What you have to do:
Pull out every line in the entries that contains the string "hair".

+-------+

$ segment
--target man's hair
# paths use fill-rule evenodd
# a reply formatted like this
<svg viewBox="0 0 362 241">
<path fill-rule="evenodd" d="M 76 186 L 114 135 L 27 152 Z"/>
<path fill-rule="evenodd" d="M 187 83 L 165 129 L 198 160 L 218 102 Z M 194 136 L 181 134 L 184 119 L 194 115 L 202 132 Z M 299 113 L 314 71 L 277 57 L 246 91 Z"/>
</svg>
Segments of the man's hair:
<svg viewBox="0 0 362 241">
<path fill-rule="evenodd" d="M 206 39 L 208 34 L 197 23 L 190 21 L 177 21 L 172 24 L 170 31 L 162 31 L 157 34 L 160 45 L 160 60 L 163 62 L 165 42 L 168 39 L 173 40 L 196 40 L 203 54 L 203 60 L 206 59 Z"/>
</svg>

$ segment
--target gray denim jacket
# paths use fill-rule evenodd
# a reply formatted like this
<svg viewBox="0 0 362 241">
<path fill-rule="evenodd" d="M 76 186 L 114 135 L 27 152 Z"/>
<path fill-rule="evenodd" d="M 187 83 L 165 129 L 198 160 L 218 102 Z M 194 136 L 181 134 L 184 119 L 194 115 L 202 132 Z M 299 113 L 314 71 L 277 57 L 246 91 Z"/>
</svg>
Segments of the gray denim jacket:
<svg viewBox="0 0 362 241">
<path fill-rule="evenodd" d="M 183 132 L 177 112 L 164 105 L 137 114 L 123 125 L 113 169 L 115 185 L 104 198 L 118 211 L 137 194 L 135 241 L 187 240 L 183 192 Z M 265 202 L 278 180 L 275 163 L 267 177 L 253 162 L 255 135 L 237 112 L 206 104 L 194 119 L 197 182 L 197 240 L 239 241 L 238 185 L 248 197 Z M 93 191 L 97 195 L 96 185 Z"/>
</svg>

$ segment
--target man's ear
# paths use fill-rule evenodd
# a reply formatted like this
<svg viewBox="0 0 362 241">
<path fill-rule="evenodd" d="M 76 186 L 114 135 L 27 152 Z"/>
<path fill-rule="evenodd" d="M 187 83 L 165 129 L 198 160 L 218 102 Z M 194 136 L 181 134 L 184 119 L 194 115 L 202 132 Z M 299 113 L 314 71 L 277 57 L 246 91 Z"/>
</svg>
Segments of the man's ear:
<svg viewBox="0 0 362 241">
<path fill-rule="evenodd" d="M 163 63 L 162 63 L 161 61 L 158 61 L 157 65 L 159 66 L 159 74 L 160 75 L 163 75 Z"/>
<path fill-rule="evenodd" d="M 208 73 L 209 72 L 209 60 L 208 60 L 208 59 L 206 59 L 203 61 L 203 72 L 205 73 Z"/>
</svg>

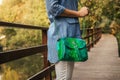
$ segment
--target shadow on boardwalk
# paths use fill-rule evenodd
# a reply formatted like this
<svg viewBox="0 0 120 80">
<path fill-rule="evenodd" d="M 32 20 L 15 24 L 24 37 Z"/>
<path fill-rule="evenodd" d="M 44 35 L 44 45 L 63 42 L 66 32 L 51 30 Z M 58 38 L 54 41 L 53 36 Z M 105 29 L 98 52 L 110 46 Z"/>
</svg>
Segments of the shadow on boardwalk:
<svg viewBox="0 0 120 80">
<path fill-rule="evenodd" d="M 120 80 L 120 58 L 116 38 L 103 34 L 89 52 L 89 60 L 75 64 L 72 80 Z"/>
</svg>

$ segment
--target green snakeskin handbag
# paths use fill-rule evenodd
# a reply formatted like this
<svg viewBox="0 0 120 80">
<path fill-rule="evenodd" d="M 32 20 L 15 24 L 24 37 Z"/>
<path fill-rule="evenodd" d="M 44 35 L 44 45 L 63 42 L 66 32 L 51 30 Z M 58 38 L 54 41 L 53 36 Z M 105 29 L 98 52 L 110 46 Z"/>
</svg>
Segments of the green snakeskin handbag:
<svg viewBox="0 0 120 80">
<path fill-rule="evenodd" d="M 78 38 L 61 38 L 57 41 L 60 61 L 84 62 L 88 59 L 86 42 Z"/>
</svg>

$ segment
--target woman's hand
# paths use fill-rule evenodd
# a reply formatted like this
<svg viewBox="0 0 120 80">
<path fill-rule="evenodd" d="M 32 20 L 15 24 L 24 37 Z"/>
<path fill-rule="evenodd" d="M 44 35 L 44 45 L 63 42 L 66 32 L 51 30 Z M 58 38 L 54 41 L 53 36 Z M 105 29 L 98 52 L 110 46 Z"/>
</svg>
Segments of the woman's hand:
<svg viewBox="0 0 120 80">
<path fill-rule="evenodd" d="M 82 7 L 79 11 L 79 17 L 84 17 L 86 15 L 88 15 L 89 11 L 87 7 Z"/>
</svg>

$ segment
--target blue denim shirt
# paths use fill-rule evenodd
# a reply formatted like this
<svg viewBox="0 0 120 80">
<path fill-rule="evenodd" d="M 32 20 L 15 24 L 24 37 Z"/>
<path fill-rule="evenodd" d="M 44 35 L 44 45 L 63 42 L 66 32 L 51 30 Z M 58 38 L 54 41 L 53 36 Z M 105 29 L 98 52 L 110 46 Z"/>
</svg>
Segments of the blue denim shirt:
<svg viewBox="0 0 120 80">
<path fill-rule="evenodd" d="M 80 38 L 80 25 L 78 18 L 60 17 L 64 10 L 78 10 L 78 0 L 46 0 L 48 18 L 51 22 L 48 36 L 48 60 L 58 62 L 56 42 L 63 37 Z M 55 20 L 55 22 L 54 22 Z"/>
</svg>

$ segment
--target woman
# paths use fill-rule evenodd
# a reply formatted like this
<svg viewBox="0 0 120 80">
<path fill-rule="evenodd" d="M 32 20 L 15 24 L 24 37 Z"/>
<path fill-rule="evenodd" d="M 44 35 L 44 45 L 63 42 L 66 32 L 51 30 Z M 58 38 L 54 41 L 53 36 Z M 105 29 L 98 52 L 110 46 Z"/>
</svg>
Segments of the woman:
<svg viewBox="0 0 120 80">
<path fill-rule="evenodd" d="M 56 42 L 59 38 L 80 38 L 78 17 L 88 14 L 87 7 L 78 11 L 78 0 L 46 0 L 48 18 L 51 22 L 48 30 L 48 60 L 56 63 L 56 80 L 71 80 L 74 62 L 59 61 Z"/>
</svg>

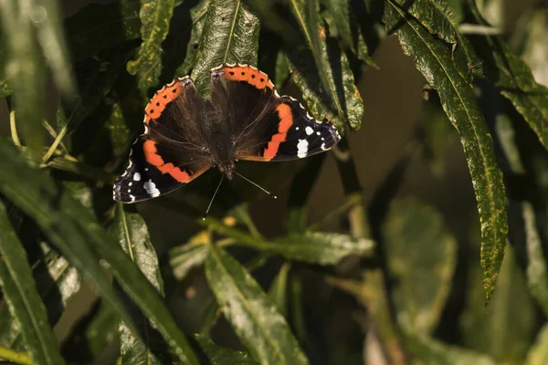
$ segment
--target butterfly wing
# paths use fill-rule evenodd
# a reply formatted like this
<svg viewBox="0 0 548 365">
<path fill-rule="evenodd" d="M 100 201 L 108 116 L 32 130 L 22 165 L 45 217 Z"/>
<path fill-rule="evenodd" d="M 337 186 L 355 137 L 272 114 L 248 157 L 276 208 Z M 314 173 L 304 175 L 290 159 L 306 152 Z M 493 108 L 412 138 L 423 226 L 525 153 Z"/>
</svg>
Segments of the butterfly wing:
<svg viewBox="0 0 548 365">
<path fill-rule="evenodd" d="M 214 104 L 233 131 L 237 158 L 289 161 L 322 152 L 341 136 L 314 120 L 296 99 L 279 96 L 269 77 L 246 65 L 223 65 L 211 74 Z"/>
<path fill-rule="evenodd" d="M 114 182 L 113 198 L 136 203 L 173 192 L 211 167 L 196 124 L 205 101 L 186 77 L 163 87 L 145 108 L 145 131 L 133 142 L 130 165 Z"/>
</svg>

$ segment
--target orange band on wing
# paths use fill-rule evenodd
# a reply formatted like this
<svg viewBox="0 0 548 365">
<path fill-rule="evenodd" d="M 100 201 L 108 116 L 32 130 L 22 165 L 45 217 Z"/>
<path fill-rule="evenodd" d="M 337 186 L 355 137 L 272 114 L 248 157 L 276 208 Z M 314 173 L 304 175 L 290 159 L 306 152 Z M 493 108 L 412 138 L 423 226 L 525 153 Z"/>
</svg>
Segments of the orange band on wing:
<svg viewBox="0 0 548 365">
<path fill-rule="evenodd" d="M 165 106 L 174 100 L 180 94 L 181 82 L 179 80 L 174 80 L 171 84 L 162 88 L 162 89 L 158 90 L 158 92 L 154 94 L 153 99 L 151 99 L 151 101 L 149 101 L 144 109 L 144 112 L 152 120 L 160 118 L 162 112 L 165 109 Z M 148 120 L 145 122 L 148 124 Z"/>
<path fill-rule="evenodd" d="M 145 141 L 142 144 L 144 151 L 144 159 L 151 165 L 156 166 L 162 173 L 169 173 L 174 179 L 179 182 L 186 182 L 192 175 L 192 172 L 186 172 L 179 167 L 175 167 L 172 162 L 165 163 L 163 159 L 158 154 L 156 142 L 153 141 Z"/>
<path fill-rule="evenodd" d="M 278 125 L 278 133 L 272 136 L 272 139 L 267 145 L 263 152 L 263 156 L 266 158 L 273 159 L 278 153 L 279 149 L 279 143 L 284 142 L 288 136 L 288 130 L 293 124 L 293 114 L 291 114 L 291 108 L 287 104 L 279 104 L 276 108 L 278 116 L 279 118 L 279 124 Z"/>
<path fill-rule="evenodd" d="M 233 81 L 245 81 L 257 89 L 274 89 L 272 81 L 264 72 L 249 66 L 227 66 L 223 68 L 225 77 Z"/>
</svg>

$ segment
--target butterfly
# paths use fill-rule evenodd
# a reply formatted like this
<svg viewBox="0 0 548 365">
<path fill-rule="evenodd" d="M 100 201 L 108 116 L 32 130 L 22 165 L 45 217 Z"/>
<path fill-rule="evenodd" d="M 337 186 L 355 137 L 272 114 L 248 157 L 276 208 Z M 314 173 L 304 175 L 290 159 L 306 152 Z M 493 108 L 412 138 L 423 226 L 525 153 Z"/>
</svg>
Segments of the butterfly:
<svg viewBox="0 0 548 365">
<path fill-rule="evenodd" d="M 297 160 L 341 141 L 332 123 L 314 120 L 295 99 L 279 96 L 267 74 L 252 66 L 213 68 L 210 90 L 211 99 L 205 99 L 186 76 L 154 94 L 144 110 L 144 133 L 114 182 L 115 201 L 165 194 L 212 167 L 232 180 L 239 175 L 237 160 Z"/>
</svg>

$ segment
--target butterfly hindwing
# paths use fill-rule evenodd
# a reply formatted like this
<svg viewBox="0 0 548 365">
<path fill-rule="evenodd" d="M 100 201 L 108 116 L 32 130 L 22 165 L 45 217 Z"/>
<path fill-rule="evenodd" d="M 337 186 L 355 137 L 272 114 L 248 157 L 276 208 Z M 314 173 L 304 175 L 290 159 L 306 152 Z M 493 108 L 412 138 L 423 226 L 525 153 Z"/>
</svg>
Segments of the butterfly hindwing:
<svg viewBox="0 0 548 365">
<path fill-rule="evenodd" d="M 145 132 L 132 146 L 130 166 L 115 182 L 113 197 L 134 203 L 172 192 L 211 167 L 195 141 L 204 101 L 181 78 L 154 95 L 145 109 Z"/>
<path fill-rule="evenodd" d="M 212 100 L 232 124 L 237 158 L 288 161 L 322 152 L 341 136 L 314 120 L 296 99 L 280 97 L 268 76 L 245 65 L 212 70 Z"/>
</svg>

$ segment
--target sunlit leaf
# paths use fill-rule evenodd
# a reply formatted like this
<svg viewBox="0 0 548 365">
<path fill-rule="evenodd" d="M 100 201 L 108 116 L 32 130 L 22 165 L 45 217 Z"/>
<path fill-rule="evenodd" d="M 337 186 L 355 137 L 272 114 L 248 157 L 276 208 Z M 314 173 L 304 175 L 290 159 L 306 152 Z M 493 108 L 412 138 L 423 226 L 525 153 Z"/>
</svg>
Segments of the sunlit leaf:
<svg viewBox="0 0 548 365">
<path fill-rule="evenodd" d="M 128 62 L 127 69 L 139 78 L 139 88 L 146 91 L 158 85 L 162 73 L 162 42 L 167 36 L 174 14 L 174 0 L 142 0 L 141 37 L 137 59 Z"/>
<path fill-rule="evenodd" d="M 144 274 L 149 282 L 163 295 L 163 282 L 160 275 L 158 257 L 151 242 L 148 228 L 139 214 L 132 213 L 121 204 L 116 206 L 114 223 L 111 234 L 119 242 L 133 264 Z M 163 343 L 160 335 L 150 326 L 142 313 L 131 310 L 138 325 L 143 342 L 124 323 L 120 324 L 121 360 L 128 364 L 161 364 Z M 168 356 L 165 356 L 168 358 Z M 166 359 L 167 360 L 167 359 Z"/>
<path fill-rule="evenodd" d="M 278 310 L 283 317 L 287 317 L 288 314 L 288 276 L 290 267 L 289 263 L 283 264 L 269 289 L 269 296 L 276 303 Z"/>
<path fill-rule="evenodd" d="M 544 365 L 548 362 L 548 326 L 544 325 L 537 335 L 535 344 L 527 354 L 527 365 Z"/>
<path fill-rule="evenodd" d="M 269 245 L 269 251 L 290 260 L 334 265 L 348 255 L 372 255 L 374 246 L 374 242 L 365 238 L 356 239 L 348 235 L 307 232 L 276 239 Z"/>
<path fill-rule="evenodd" d="M 475 0 L 468 0 L 475 20 L 481 25 L 489 23 L 480 14 Z M 535 82 L 531 68 L 512 53 L 499 36 L 478 38 L 476 48 L 486 60 L 490 72 L 488 78 L 523 116 L 529 126 L 548 149 L 548 88 Z"/>
<path fill-rule="evenodd" d="M 198 5 L 190 9 L 190 17 L 192 19 L 190 39 L 188 40 L 188 46 L 186 47 L 184 61 L 175 70 L 175 77 L 177 78 L 184 78 L 188 75 L 195 66 L 200 39 L 202 38 L 202 33 L 204 32 L 204 25 L 206 24 L 206 18 L 207 17 L 208 6 L 209 0 L 200 0 Z"/>
<path fill-rule="evenodd" d="M 206 352 L 211 365 L 257 365 L 249 354 L 222 348 L 205 335 L 195 335 L 195 339 Z"/>
<path fill-rule="evenodd" d="M 0 203 L 0 285 L 9 310 L 17 318 L 21 333 L 35 362 L 64 364 L 57 339 L 47 321 L 26 260 L 26 253 Z"/>
<path fill-rule="evenodd" d="M 448 50 L 391 0 L 384 21 L 396 32 L 404 51 L 415 57 L 417 69 L 437 90 L 442 107 L 460 134 L 481 222 L 481 266 L 486 299 L 492 293 L 506 245 L 508 224 L 502 173 L 493 142 L 473 89 L 462 78 Z"/>
<path fill-rule="evenodd" d="M 69 194 L 59 191 L 50 177 L 30 168 L 15 147 L 1 140 L 0 154 L 4 156 L 5 167 L 0 169 L 0 191 L 34 217 L 68 261 L 93 280 L 103 298 L 121 318 L 127 324 L 132 323 L 113 292 L 100 265 L 100 257 L 102 265 L 110 265 L 124 291 L 154 321 L 180 360 L 197 364 L 186 338 L 154 287 L 90 213 Z"/>
<path fill-rule="evenodd" d="M 392 203 L 383 242 L 399 323 L 414 333 L 430 334 L 451 289 L 455 237 L 438 212 L 409 199 Z"/>
<path fill-rule="evenodd" d="M 46 244 L 41 246 L 44 256 L 33 265 L 33 276 L 47 310 L 49 323 L 55 323 L 61 317 L 68 300 L 79 290 L 81 276 L 63 256 Z M 19 322 L 5 308 L 0 311 L 0 328 L 2 346 L 17 350 L 26 349 Z"/>
<path fill-rule="evenodd" d="M 210 0 L 192 78 L 207 94 L 211 68 L 225 62 L 257 65 L 258 18 L 243 0 Z"/>
<path fill-rule="evenodd" d="M 283 316 L 255 279 L 223 249 L 209 247 L 207 282 L 253 358 L 261 363 L 308 364 Z"/>
<path fill-rule="evenodd" d="M 346 55 L 329 36 L 323 22 L 315 16 L 309 18 L 314 15 L 310 9 L 314 2 L 307 6 L 302 0 L 290 1 L 290 9 L 305 38 L 305 46 L 292 47 L 287 52 L 293 81 L 317 120 L 326 118 L 339 130 L 344 124 L 359 130 L 364 102 Z"/>
</svg>

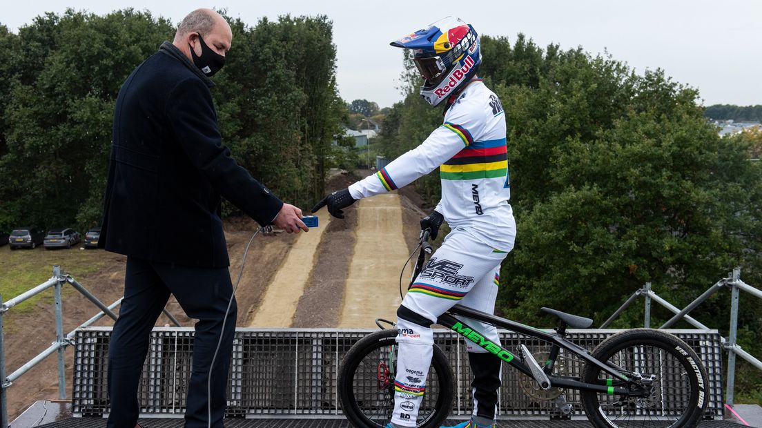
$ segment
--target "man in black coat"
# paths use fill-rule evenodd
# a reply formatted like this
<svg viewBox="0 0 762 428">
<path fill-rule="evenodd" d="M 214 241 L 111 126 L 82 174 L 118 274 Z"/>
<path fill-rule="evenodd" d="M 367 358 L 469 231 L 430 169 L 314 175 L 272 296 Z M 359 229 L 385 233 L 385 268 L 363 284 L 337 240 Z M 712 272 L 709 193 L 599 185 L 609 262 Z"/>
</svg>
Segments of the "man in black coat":
<svg viewBox="0 0 762 428">
<path fill-rule="evenodd" d="M 149 337 L 170 294 L 199 320 L 185 426 L 223 426 L 237 311 L 221 196 L 260 225 L 307 232 L 301 210 L 252 178 L 222 143 L 209 76 L 232 41 L 222 16 L 194 11 L 117 98 L 99 245 L 127 255 L 127 266 L 109 347 L 109 427 L 136 426 Z"/>
</svg>

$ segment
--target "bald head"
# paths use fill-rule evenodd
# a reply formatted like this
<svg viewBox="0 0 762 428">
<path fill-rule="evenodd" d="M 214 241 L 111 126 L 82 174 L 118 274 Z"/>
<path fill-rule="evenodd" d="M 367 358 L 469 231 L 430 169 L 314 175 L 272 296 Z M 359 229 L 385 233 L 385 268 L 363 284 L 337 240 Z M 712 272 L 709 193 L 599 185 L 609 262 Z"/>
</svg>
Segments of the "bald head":
<svg viewBox="0 0 762 428">
<path fill-rule="evenodd" d="M 184 18 L 178 26 L 178 31 L 174 34 L 172 44 L 181 50 L 189 59 L 192 59 L 191 49 L 200 56 L 201 55 L 200 35 L 210 48 L 223 56 L 232 44 L 233 34 L 230 30 L 230 25 L 223 15 L 212 9 L 196 9 Z"/>
</svg>

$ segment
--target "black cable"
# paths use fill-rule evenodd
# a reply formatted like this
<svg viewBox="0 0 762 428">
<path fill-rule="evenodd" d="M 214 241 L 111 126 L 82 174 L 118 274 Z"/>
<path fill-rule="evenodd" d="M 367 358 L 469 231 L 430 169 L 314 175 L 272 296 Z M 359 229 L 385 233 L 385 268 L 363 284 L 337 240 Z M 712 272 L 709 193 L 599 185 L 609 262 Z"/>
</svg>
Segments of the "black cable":
<svg viewBox="0 0 762 428">
<path fill-rule="evenodd" d="M 230 306 L 233 304 L 233 299 L 235 298 L 235 290 L 238 289 L 239 283 L 241 282 L 241 276 L 243 274 L 243 267 L 246 265 L 246 254 L 248 254 L 248 248 L 251 246 L 254 237 L 264 230 L 264 228 L 259 228 L 254 232 L 251 238 L 246 244 L 246 249 L 243 251 L 243 260 L 241 260 L 241 269 L 239 270 L 239 277 L 235 280 L 235 286 L 233 286 L 233 292 L 230 295 L 230 301 L 228 302 L 228 308 L 225 310 L 225 318 L 223 318 L 223 328 L 219 332 L 219 340 L 217 342 L 217 347 L 214 350 L 214 356 L 212 357 L 212 364 L 209 366 L 209 375 L 207 376 L 207 426 L 212 428 L 212 368 L 214 367 L 214 362 L 217 359 L 217 353 L 219 352 L 219 347 L 223 343 L 223 334 L 225 334 L 225 323 L 228 321 L 228 314 L 230 313 Z"/>
<path fill-rule="evenodd" d="M 413 252 L 412 252 L 412 254 L 410 254 L 410 257 L 408 257 L 407 261 L 405 262 L 405 265 L 402 266 L 402 270 L 399 271 L 399 298 L 400 299 L 405 299 L 405 296 L 402 295 L 402 275 L 405 274 L 405 268 L 408 267 L 408 264 L 410 263 L 410 259 L 413 258 L 413 256 L 415 255 L 415 253 L 418 252 L 418 248 L 421 248 L 421 244 L 419 243 L 418 246 L 416 247 L 415 250 L 413 250 Z"/>
</svg>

+-------+

Final result:
--target man's hair
Segments of the man's hair:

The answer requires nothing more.